**WHAT YOU NEED TO DO:** Rescale the entries from the line with "Wildlife-tally tagging: find every instance of the tree in" through the end of the entries, and return only those lines. Copy each line in that span, multiplying every coordinate value by 2.4 and rounding to the nearest whole number (halves round up), and leave all other text unchanged.

# start of DATASET RECORDS

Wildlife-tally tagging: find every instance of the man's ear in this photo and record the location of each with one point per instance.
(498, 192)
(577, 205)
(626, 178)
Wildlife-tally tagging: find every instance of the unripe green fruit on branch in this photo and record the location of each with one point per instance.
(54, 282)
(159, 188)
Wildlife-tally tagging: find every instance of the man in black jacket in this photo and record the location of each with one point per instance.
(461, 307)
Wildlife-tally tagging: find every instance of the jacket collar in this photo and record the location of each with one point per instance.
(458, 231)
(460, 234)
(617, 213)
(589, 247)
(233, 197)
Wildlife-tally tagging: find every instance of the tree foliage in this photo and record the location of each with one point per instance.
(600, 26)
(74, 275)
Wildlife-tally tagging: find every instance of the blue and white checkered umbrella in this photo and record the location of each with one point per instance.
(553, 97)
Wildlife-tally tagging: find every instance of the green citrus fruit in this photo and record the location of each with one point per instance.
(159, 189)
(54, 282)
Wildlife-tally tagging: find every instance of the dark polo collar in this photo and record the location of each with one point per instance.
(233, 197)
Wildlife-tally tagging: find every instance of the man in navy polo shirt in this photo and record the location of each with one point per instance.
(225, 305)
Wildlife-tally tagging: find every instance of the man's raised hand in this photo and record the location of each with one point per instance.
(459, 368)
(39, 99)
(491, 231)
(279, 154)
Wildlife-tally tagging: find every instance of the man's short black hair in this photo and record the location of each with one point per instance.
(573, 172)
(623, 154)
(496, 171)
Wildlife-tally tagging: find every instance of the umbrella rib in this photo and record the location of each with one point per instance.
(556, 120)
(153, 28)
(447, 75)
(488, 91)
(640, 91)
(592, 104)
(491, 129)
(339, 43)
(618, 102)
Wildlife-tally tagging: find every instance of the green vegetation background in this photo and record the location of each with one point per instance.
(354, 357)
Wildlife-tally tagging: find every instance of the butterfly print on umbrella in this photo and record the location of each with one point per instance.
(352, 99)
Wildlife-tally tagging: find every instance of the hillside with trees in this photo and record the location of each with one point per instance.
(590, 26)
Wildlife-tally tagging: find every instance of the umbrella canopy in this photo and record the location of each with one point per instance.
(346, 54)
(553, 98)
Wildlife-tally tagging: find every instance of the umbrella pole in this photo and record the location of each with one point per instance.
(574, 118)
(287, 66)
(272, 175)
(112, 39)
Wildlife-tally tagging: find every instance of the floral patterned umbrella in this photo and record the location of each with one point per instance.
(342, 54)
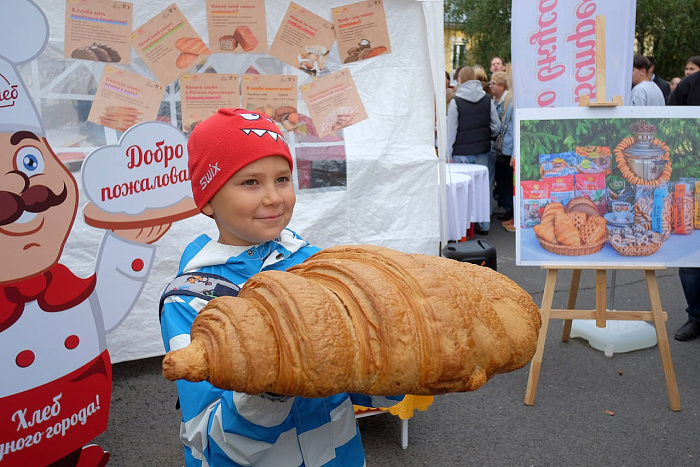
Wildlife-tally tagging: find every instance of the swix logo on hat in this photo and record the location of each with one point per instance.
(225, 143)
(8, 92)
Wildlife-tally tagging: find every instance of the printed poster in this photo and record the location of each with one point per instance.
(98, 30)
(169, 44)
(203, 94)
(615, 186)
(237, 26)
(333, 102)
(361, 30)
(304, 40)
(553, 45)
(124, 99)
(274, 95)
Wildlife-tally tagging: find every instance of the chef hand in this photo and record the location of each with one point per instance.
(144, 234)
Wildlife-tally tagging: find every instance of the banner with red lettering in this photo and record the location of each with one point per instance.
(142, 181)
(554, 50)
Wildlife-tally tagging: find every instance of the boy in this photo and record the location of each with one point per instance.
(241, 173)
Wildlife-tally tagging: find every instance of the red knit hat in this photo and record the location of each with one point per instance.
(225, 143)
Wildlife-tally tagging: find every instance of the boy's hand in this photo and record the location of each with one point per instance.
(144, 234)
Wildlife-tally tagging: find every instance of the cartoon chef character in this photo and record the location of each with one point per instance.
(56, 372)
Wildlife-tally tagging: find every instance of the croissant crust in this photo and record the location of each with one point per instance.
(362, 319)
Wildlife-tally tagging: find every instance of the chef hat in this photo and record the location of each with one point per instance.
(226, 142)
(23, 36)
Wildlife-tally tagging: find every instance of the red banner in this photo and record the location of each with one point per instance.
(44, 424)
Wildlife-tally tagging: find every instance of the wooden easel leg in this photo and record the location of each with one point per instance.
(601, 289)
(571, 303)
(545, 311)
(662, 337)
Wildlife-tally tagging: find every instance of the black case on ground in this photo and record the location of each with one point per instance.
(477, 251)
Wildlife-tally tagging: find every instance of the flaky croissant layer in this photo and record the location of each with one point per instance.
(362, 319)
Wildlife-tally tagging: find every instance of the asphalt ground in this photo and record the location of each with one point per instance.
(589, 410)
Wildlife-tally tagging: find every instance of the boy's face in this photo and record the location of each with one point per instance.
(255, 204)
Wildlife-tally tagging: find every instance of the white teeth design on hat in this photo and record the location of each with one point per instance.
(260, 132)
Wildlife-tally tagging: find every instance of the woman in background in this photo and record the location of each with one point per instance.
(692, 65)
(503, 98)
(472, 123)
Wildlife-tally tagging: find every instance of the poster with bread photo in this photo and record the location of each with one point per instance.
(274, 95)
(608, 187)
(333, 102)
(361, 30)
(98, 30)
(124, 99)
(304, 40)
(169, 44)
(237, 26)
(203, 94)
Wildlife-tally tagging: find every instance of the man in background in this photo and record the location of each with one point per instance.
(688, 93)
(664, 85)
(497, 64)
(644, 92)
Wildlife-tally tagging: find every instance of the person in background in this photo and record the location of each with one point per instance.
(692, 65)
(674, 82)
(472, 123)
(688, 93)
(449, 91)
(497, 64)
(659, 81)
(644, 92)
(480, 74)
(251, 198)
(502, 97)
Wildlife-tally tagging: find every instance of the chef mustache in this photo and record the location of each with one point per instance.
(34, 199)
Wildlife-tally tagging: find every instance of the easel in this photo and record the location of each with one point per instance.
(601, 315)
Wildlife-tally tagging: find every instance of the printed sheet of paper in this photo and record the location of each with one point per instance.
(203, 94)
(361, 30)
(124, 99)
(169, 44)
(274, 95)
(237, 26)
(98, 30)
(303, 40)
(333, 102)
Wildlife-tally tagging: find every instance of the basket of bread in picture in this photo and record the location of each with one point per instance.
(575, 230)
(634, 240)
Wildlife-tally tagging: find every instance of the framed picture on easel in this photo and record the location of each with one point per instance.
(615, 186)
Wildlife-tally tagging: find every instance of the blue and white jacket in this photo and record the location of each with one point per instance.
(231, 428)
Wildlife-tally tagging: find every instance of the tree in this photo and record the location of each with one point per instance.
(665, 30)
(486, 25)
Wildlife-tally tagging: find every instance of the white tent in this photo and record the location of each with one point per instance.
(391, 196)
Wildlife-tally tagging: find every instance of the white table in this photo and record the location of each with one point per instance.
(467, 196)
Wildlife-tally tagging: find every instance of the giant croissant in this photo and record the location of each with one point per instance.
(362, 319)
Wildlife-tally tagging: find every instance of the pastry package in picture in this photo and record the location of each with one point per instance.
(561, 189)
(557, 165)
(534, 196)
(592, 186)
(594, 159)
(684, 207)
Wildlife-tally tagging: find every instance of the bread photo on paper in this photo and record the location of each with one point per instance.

# end of DATASET RECORDS

**OUTPUT:**
Wildlife-tally tagging: find every instance of the tree in this photo and record the location of each with one point per instance.
(1596, 72)
(1166, 60)
Wildlife-tally tagging: find every instance of the white tent in this photo and record the location of each with one point per instance.
(938, 470)
Wildlife-tally tagging: find every instance of the white table in this photo and record the location of each with one point per instance.
(1121, 470)
Wildlife-tally tagging: find every instance of the giant croissant in this photo and record the location of each with one point per instance.
(869, 766)
Wildlife-tally tagging: find every instance of the pastry package in picture in this photo and record the location of each with one point per instance.
(1346, 454)
(1337, 396)
(1282, 470)
(1421, 446)
(1426, 382)
(1642, 497)
Wildlife-tally tagging: find every instance of the bread photo on paper in this photo and record the location of each with one point per instance.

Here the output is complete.